> 課題の目的
退職後の一年を振り返る文章を、最後の行に続けて書き進めること。

> 課題文

もちろん帰国後も無職である事に変わりありません。でもタイですっかりお気楽な考え方になった僕は「よーし!マジで1年間好きな事しかしない!」と決心しました。すぐ転職に成功した社長が仕事に出かけるのを玄関で見送り、時々ハローワークに出かけて失業保険を受け取り、洗濯と料理を担当する以外は自由時間。怒涛の1年を振り返って箇条書きにするだけでも、
2019
・3/6 アジアのポップスを聴き倒す会第3回・タイ編に観客で参加(東京)※退職決意後の初イベント
・4/2-15 タイで暮らす
・4/21 Plastic Plastic 来日公演(吉祥寺NEPO)
・5/11 タイフェスティバル東京(代々木公園)

> 資料

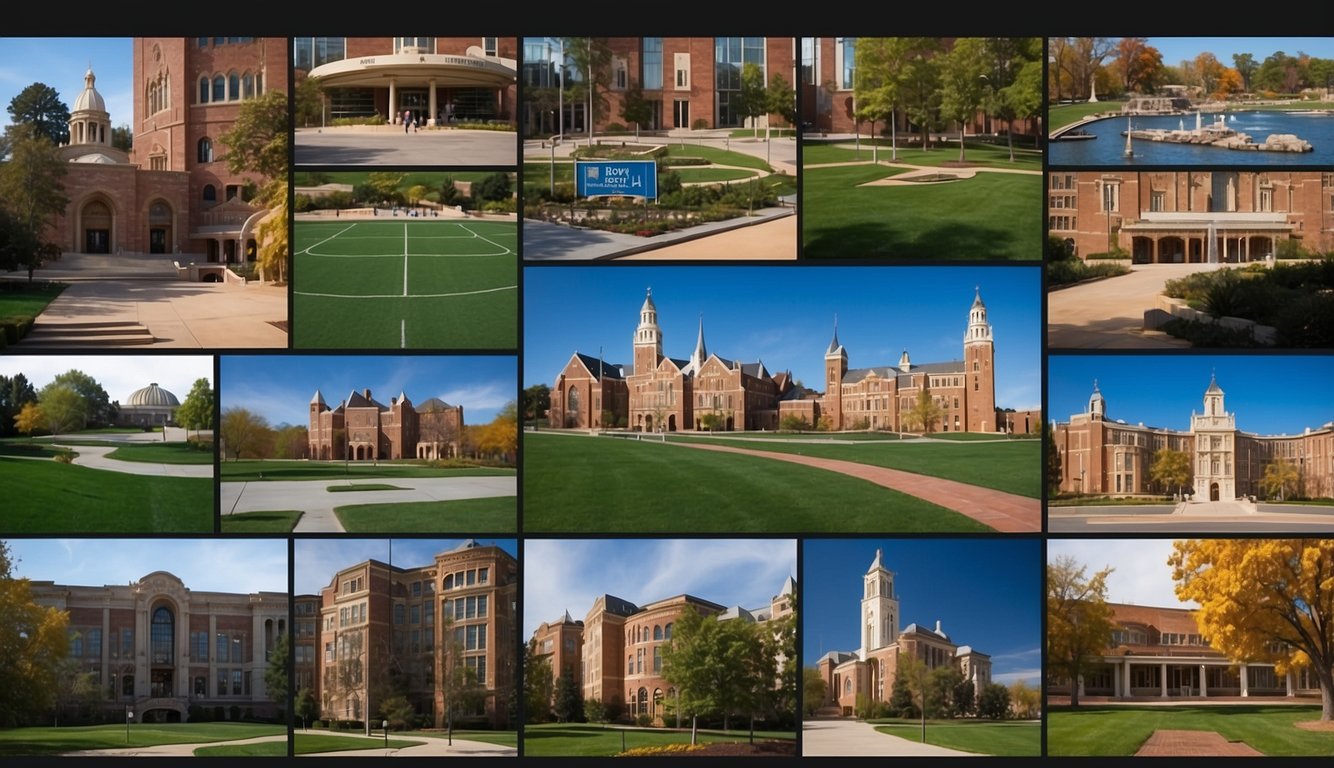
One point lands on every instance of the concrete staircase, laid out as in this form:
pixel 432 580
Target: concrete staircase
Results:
pixel 80 335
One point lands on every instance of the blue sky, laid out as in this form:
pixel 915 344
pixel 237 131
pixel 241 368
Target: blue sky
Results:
pixel 1175 50
pixel 1270 395
pixel 279 387
pixel 986 594
pixel 785 316
pixel 119 375
pixel 1141 575
pixel 316 560
pixel 62 63
pixel 203 564
pixel 570 574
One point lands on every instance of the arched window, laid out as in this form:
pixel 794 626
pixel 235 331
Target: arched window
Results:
pixel 163 635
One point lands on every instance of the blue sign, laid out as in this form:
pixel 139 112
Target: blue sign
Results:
pixel 638 178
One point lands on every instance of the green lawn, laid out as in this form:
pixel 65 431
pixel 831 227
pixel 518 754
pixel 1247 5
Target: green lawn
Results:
pixel 989 216
pixel 406 283
pixel 608 484
pixel 566 740
pixel 274 470
pixel 983 155
pixel 67 499
pixel 1014 467
pixel 164 452
pixel 496 514
pixel 1122 730
pixel 979 736
pixel 276 522
pixel 59 740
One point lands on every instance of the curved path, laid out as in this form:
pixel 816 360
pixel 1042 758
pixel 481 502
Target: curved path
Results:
pixel 857 739
pixel 1006 512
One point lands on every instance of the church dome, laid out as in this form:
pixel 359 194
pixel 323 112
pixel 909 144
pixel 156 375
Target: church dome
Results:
pixel 152 395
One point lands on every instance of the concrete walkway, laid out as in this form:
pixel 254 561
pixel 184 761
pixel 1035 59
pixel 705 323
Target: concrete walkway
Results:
pixel 318 503
pixel 1110 314
pixel 857 739
pixel 140 288
pixel 1006 512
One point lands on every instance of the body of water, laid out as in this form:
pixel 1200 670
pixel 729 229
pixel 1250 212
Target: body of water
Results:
pixel 1110 143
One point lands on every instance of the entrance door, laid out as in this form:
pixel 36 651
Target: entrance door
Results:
pixel 96 242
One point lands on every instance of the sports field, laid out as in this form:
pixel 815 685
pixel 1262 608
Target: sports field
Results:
pixel 406 284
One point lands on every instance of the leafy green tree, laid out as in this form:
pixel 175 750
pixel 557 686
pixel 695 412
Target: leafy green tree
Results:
pixel 39 106
pixel 32 646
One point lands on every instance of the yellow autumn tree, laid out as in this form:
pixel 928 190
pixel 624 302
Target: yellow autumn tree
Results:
pixel 1263 600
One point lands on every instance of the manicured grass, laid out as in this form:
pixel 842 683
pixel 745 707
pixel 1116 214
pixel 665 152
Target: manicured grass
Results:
pixel 278 522
pixel 574 483
pixel 66 499
pixel 363 487
pixel 164 454
pixel 1122 730
pixel 1013 467
pixel 566 740
pixel 399 283
pixel 59 740
pixel 989 216
pixel 978 736
pixel 496 514
pixel 271 470
pixel 307 743
pixel 983 155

> 課題の出力
・5/12 タイフェスティバル東京と新代田環七フェスティバル(新代田FEVER)のtemp. 来日公演をハシゴ
・5/25 MODS MAY DAY 2019(名古屋)にタイの音楽レーベル主宰者と参加
・5/29 Gym And Swim 来日公演(青山月見ル君想フ)
・6/18 渋谷クロスFM「Tokyo add9」(タイポップス紹介コーナー選曲担当)
・7/11 FM豊橋「ラビット・アワー」出演(アジアン・ポップス特集)
・7/17 TELEx TELEXs 日本盤アルバム発売 ※企画提案
・8/15 TELEx TELEXs 来日公演(青山月見ル君想フ)※企画提案
・9/10 STAMP 来日公演(名古屋TIGHT ROPE)
・9/19 タイ映画「ホームステイ」先行上映&舞台挨拶(新宿武蔵野館)
・9/28 Taiwan Beats(上野恩賜公園)
・10/5 Electronic Music Festival(タイ/バンコク)
・10/14 ONE MUSIC CITYのSafeplanet 来日公演(青山月見ル君想フ)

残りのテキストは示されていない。